## EXERCISE DETAILS
Give again, word for word, every line below from the one that has "Annotation task: tag one point per instance of the recessed" through the one that has "Annotation task: tag one point per instance of the marble", both included, and no others.

## SUPPLIED MATERIAL
========

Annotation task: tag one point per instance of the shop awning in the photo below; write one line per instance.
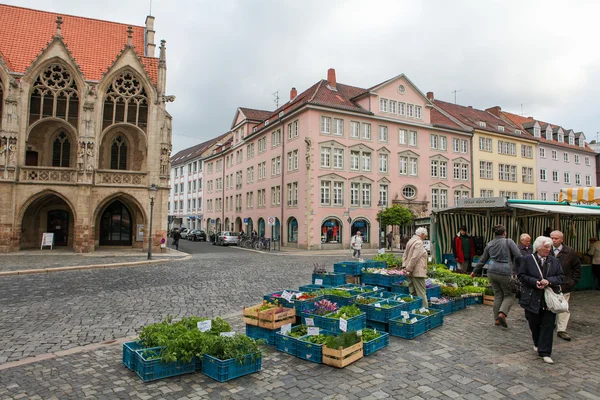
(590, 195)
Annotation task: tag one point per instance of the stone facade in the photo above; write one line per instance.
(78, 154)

========

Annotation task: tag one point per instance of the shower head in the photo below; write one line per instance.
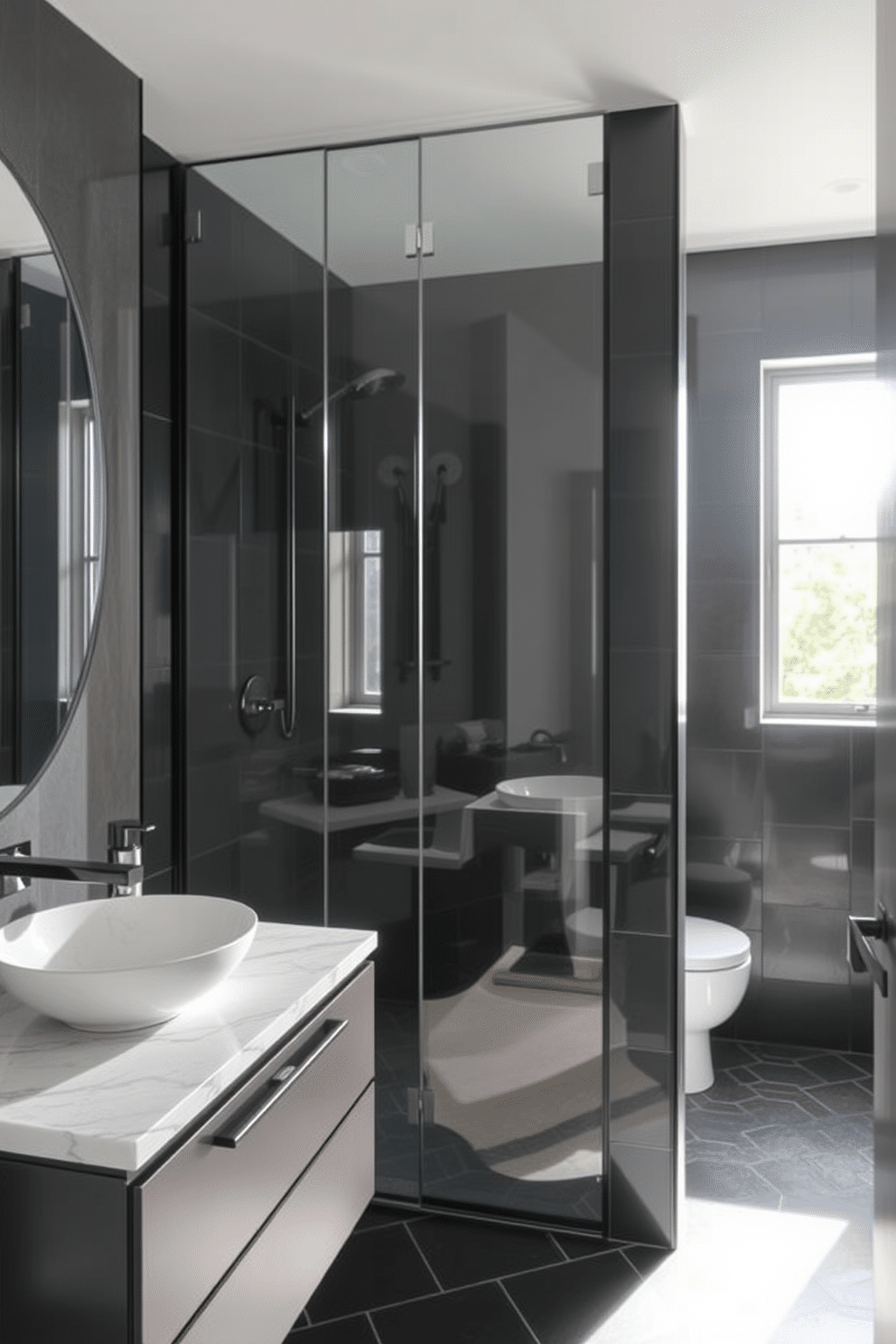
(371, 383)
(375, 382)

========

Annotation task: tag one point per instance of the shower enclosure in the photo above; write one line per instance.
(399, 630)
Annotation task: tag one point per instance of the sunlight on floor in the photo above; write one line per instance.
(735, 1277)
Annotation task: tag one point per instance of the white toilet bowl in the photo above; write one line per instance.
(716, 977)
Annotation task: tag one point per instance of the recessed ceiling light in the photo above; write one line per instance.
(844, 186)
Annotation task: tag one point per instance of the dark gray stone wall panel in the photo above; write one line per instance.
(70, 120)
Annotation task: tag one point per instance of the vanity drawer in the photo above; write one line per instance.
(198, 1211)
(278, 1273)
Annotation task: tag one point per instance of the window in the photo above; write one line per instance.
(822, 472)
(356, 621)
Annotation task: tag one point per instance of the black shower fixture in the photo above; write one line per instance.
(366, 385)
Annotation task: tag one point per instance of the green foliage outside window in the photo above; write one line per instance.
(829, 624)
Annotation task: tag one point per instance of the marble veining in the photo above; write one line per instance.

========

## EXERCISE RESPONSE
Annotation task: tag one point per instance of the recessed ceiling light in the photo above; write one line per instance.
(844, 186)
Annotation task: tag one point per instance of the dark gray stone wall panel in the photo above; write one line per instance.
(70, 120)
Annotation task: tag one point per instance of the vanity drawer in the photo above; write one line per instance.
(198, 1211)
(278, 1273)
Annotation task: tag one point per instance of the window in the photo above; write one line per instance.
(822, 472)
(356, 621)
Annotation task: tag one point per instance of the black shower fixture in the photo above; write one line per instance.
(366, 385)
Annotation task: tag one point per instance of the green foliage outside window in the photo above; write one line per instance.
(829, 624)
Annotation task: tag one point per instance of the marble veining in the photo above; write one line per instance.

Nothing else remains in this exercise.